PROBLEM. Could you render the stretch of entries from the line containing "Locate the green" through the line containing "pixel 170 281", both ends included, as a Markdown table with the columns Row and Line? Number each line in Row, put the line itself in Line, and leave out any blank lines.

INPUT MATERIAL.
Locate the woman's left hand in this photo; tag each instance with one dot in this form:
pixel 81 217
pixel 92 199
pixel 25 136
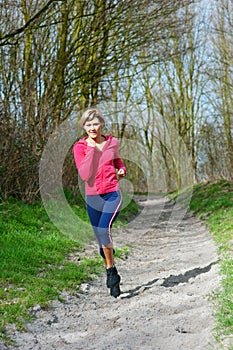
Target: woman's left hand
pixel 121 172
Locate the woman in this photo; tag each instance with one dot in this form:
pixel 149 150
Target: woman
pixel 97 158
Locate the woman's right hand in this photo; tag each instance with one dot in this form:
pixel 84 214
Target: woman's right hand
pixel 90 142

---

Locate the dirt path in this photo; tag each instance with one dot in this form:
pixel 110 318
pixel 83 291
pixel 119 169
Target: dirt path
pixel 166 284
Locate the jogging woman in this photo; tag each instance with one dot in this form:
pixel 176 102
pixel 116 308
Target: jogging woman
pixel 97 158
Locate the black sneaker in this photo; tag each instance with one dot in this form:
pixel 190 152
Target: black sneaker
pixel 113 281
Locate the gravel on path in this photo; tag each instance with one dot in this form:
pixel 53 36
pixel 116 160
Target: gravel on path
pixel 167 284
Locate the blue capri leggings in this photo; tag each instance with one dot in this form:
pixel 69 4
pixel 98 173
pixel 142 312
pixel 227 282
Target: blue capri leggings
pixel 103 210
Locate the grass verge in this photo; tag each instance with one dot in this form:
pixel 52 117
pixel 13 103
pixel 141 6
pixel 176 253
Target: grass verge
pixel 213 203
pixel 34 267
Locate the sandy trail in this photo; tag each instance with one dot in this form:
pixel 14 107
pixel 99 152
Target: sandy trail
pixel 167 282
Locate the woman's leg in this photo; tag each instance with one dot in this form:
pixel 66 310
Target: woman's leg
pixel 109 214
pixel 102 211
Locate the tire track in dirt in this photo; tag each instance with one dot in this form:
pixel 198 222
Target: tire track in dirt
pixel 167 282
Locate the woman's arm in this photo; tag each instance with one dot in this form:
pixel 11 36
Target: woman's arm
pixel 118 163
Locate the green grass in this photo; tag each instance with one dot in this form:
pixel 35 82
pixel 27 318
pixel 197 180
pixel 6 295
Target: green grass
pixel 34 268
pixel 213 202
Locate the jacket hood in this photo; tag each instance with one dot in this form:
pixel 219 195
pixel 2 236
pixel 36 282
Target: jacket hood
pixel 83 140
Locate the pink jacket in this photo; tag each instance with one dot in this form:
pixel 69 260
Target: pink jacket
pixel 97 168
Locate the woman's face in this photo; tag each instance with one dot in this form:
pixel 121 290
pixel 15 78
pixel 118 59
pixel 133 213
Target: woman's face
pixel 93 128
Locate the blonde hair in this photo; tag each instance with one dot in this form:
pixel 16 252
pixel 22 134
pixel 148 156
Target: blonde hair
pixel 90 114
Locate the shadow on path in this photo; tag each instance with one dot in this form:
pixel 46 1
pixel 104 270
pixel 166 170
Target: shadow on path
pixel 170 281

EXPECTED ANSWER.
| Row | Line |
|---|---|
| 1 | Locate the green grass in this photo; tag each instance with one dot in this form: |
| 2 | pixel 35 82 |
| 3 | pixel 27 318 |
| 4 | pixel 197 180 |
| 5 | pixel 6 295 |
| 6 | Target: green grass |
| 7 | pixel 34 268 |
| 8 | pixel 213 202 |
| 9 | Locate the jacket hood in this photo; tag each instance with one dot in this form: |
| 10 | pixel 219 195 |
| 11 | pixel 2 236 |
| 12 | pixel 36 282 |
| 13 | Target: jacket hood |
| 14 | pixel 83 140 |
| 15 | Locate the pink jacket in this photo; tag each instance with one dot in this form: |
| 16 | pixel 69 260 |
| 17 | Target: pink jacket |
| 18 | pixel 97 168 |
| 19 | Locate the woman's face in this photo; tag each instance with one dot in this form: |
| 20 | pixel 121 290 |
| 21 | pixel 15 78 |
| 22 | pixel 118 59 |
| 23 | pixel 133 213 |
| 24 | Target: woman's face |
| 25 | pixel 93 128 |
| 26 | Locate the blonde hair in this photo; tag each instance with one dot in this form: |
| 27 | pixel 16 252 |
| 28 | pixel 22 134 |
| 29 | pixel 148 156 |
| 30 | Target: blonde hair |
| 31 | pixel 90 114 |
| 32 | Locate the shadow on path in this photo; tag each instance with one dot in this form: |
| 33 | pixel 46 1 |
| 34 | pixel 104 270 |
| 35 | pixel 166 170 |
| 36 | Target: shadow on path |
| 37 | pixel 170 281 |